___ Supplied records
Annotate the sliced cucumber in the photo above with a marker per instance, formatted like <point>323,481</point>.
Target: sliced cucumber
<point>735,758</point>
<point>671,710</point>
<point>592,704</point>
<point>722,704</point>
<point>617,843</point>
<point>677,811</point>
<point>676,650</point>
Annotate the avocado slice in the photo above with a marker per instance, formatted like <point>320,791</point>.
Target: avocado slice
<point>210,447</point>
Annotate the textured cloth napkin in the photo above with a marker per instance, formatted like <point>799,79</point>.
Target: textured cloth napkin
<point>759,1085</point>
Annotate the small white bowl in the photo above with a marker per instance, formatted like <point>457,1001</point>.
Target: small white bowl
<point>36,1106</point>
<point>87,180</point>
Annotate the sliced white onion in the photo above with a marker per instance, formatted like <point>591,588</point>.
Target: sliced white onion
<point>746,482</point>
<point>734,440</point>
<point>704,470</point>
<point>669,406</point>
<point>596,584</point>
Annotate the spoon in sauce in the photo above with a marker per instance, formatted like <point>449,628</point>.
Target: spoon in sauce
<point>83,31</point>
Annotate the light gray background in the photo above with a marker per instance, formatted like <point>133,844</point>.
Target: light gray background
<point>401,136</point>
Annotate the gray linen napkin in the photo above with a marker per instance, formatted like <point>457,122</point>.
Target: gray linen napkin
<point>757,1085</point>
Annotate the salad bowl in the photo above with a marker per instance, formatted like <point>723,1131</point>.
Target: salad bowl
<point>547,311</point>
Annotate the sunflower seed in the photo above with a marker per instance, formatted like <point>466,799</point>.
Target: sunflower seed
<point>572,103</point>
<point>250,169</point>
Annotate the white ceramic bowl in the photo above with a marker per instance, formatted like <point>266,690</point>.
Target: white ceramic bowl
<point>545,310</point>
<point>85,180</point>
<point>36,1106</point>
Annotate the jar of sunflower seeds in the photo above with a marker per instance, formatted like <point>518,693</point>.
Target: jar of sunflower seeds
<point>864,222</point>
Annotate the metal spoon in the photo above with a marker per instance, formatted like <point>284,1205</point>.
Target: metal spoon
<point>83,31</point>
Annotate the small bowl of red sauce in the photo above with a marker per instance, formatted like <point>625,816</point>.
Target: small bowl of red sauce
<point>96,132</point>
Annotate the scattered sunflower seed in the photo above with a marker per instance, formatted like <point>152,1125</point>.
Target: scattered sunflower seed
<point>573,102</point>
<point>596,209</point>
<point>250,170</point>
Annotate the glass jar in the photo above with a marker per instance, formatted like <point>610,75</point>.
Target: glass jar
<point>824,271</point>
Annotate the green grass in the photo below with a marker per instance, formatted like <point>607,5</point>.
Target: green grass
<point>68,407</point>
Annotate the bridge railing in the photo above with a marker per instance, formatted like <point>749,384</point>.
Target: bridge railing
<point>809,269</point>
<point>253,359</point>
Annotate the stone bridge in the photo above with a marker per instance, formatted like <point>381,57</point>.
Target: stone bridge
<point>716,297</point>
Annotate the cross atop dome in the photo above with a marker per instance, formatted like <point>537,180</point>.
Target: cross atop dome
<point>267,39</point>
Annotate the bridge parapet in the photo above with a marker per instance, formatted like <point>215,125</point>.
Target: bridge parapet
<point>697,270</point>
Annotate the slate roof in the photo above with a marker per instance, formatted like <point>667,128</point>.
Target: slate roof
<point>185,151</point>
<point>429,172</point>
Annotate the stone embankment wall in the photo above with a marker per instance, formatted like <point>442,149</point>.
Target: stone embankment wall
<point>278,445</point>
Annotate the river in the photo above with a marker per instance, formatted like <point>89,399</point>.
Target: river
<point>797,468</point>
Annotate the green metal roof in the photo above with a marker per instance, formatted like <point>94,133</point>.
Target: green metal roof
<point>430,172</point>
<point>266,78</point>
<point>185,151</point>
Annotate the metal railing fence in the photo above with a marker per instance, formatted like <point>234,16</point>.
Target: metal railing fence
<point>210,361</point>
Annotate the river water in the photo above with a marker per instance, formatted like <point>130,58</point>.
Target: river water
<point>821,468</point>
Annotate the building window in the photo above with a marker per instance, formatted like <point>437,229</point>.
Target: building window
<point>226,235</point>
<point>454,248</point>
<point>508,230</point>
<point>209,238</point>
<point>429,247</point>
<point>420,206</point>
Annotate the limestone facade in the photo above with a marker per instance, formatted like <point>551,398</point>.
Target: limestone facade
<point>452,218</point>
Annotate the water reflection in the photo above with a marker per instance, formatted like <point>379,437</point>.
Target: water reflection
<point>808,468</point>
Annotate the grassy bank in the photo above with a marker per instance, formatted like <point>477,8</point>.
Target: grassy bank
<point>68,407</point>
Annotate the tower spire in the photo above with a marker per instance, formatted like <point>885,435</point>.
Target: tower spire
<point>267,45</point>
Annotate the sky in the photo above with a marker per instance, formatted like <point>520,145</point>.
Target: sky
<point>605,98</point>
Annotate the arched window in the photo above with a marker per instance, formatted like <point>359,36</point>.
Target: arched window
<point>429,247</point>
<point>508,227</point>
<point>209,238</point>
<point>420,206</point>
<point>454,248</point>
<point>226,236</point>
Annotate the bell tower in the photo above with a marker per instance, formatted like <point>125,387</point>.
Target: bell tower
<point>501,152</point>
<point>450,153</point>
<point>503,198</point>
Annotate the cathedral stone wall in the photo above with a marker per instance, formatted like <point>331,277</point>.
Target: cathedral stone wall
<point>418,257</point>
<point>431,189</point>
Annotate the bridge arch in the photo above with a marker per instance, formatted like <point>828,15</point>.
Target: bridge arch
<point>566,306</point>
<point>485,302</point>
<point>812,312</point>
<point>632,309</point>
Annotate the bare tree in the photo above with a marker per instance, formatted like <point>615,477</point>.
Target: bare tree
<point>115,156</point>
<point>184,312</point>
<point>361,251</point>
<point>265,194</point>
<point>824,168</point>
______
> **Aim**
Please change "marker" to "dot" everywhere it occurs in the rows above, keeping every other character the same.

> **Problem solution**
Annotate the sliced cucumber in the photo above with a dot per instance, formatted like <point>323,481</point>.
Target: sliced cucumber
<point>735,758</point>
<point>671,710</point>
<point>592,704</point>
<point>722,704</point>
<point>617,843</point>
<point>677,811</point>
<point>676,650</point>
Annotate the avocado slice in the photo above with a dot per instance, formatted like <point>320,791</point>.
Target: avocado slice
<point>210,447</point>
Annotate the textured cloth napkin in the photo above with a dot per instance, formatted like <point>799,79</point>.
Target: textured cloth napkin
<point>759,1085</point>
Annotate the small white bowl in the photo above with a dot per instance, formatted like <point>457,1001</point>.
Target: small white bowl
<point>36,1106</point>
<point>87,180</point>
Annotate the sliced white onion in the photo above with a dot per instance, formatted like <point>591,588</point>.
Target: sliced white onion
<point>746,482</point>
<point>734,440</point>
<point>704,470</point>
<point>669,406</point>
<point>596,584</point>
Annotate the spoon in sauce in the photo above with a dot per instance, formatted like <point>449,628</point>.
Target: spoon in sauce
<point>83,31</point>
Annotate the light gray background in the photo above with a dot per instance, formatted like <point>133,844</point>.
Target: light gray background
<point>401,136</point>
Annotate the gray linen napkin in the photo above with a dot per instance, formatted like <point>457,122</point>.
Target: gray linen napkin
<point>757,1085</point>
Annotate the salad bowl in the photo above with a dot per instance, formatted like <point>723,1131</point>.
Target: salad bowl
<point>547,311</point>
Annotate the sunflower seed in the photo above with a dot per instance, formatted like <point>466,799</point>.
Target: sunflower seed
<point>572,103</point>
<point>250,169</point>
Annotate the white ceramic bowl in the photo above with a dot per instance, formatted like <point>266,690</point>.
Target: white ceramic bowl
<point>545,310</point>
<point>85,180</point>
<point>36,1106</point>
Annotate the jar of sunflower seeds in the photo above with a dot per instance, formatted like <point>518,693</point>.
Target: jar of sunflower seeds
<point>864,222</point>
Annotate the metal spoon in the photo above with a dot per instance, formatted like <point>284,1205</point>.
Target: metal spoon
<point>83,31</point>
Annotate the small bowl of red sauce in the photo above with a dot per instance, formatted like <point>625,816</point>.
Target: small bowl of red sauce
<point>96,132</point>
Annotate the scattered sunflower seed in the photo above with a dot per instance, formatted like <point>152,1125</point>.
Target: scattered sunflower seed
<point>573,102</point>
<point>596,209</point>
<point>250,170</point>
Annotate the glass jar in the photo above with a dot per instance, formatted like <point>610,75</point>.
Target: glass jar
<point>824,271</point>
Annotate the green grass in the photo below with a dot per instance, formatted like <point>607,5</point>.
Target: green grass
<point>68,407</point>
Annotate the bridge railing in the photo above with a dot per instance, formatted like <point>749,384</point>.
Target: bridge railing
<point>809,269</point>
<point>253,359</point>
Annotate the stone bridge in the photo above with a dot per instance, formatted like <point>381,57</point>.
Target: stone bridge
<point>716,297</point>
Annotate the cross atop dome in the photo above with a dot per instance, formatted like <point>537,180</point>.
Target: cross atop dome
<point>267,39</point>
Annotate the bridge parapet in the photo above with a dot per instance, formatted like <point>215,125</point>.
Target: bridge parapet
<point>697,270</point>
Annotate the slate roof in the photo above with a dot per instance, formatted like <point>667,128</point>.
Target: slate roof
<point>185,151</point>
<point>429,172</point>
Annotate the stone embankment wall in the photo above with a dot per instance, formatted like <point>442,149</point>.
Target: stone embankment wall
<point>278,445</point>
Annotate the river in the photo above with a dot per instance, formatted like <point>89,399</point>.
Target: river
<point>797,468</point>
Annotate the green metal roof in the photo above with a dot per instance, formatted like <point>94,133</point>.
Target: green metal roof
<point>430,172</point>
<point>266,78</point>
<point>185,151</point>
Annotate the metal railing fence in the photo above with a dot per instance, formatted like <point>234,16</point>.
Target: metal railing fence
<point>210,361</point>
Annotate the river water in the photo above with a dot per instance, formatted like <point>130,58</point>.
Target: river water
<point>821,468</point>
Annotate the building window in the photo above with a dot per instance, formatted like <point>437,229</point>.
Target: building window
<point>226,235</point>
<point>454,248</point>
<point>508,230</point>
<point>209,238</point>
<point>429,247</point>
<point>420,206</point>
Annotate the limestone facade in the photo above with a dot per instance, formatted like <point>551,398</point>.
Target: limestone facade
<point>452,218</point>
Annotate the water reflection in the photo above with a dot per instance, formatted like <point>379,437</point>.
Target: water reflection
<point>808,468</point>
Annotate the grassy bank in the photo above with a dot per instance, formatted like <point>477,8</point>.
Target: grassy bank
<point>68,407</point>
Annotate the tower spire in the photo above with a dot per instance, formatted like <point>885,435</point>.
Target: tower spire
<point>267,45</point>
Annotate the sky in the photo above with a dot per instance, formatted like <point>520,145</point>.
Target: sky
<point>605,98</point>
Annotate the arched window in the photo above with a dot per instance, formatted like <point>359,36</point>.
Target: arched window
<point>429,247</point>
<point>508,227</point>
<point>209,238</point>
<point>420,206</point>
<point>454,248</point>
<point>226,236</point>
Annotate the bell tower in the photo above with a dot per instance, formatted like <point>125,387</point>.
Target: bell tower
<point>501,152</point>
<point>450,153</point>
<point>503,198</point>
Annotate the cathedral stone wall in the photo above with a dot per instance, formatted like <point>331,277</point>.
Target: cathedral stone wall
<point>418,257</point>
<point>431,189</point>
Annotate the bridge arch in the photo above with a dot per instance, formatted like <point>828,15</point>.
Target: bridge arch
<point>566,306</point>
<point>485,302</point>
<point>812,312</point>
<point>632,309</point>
Annotate the bare tree in the photo above with a dot per instance, formatted like <point>615,477</point>.
Target: bare tree
<point>115,156</point>
<point>184,312</point>
<point>361,251</point>
<point>265,194</point>
<point>824,168</point>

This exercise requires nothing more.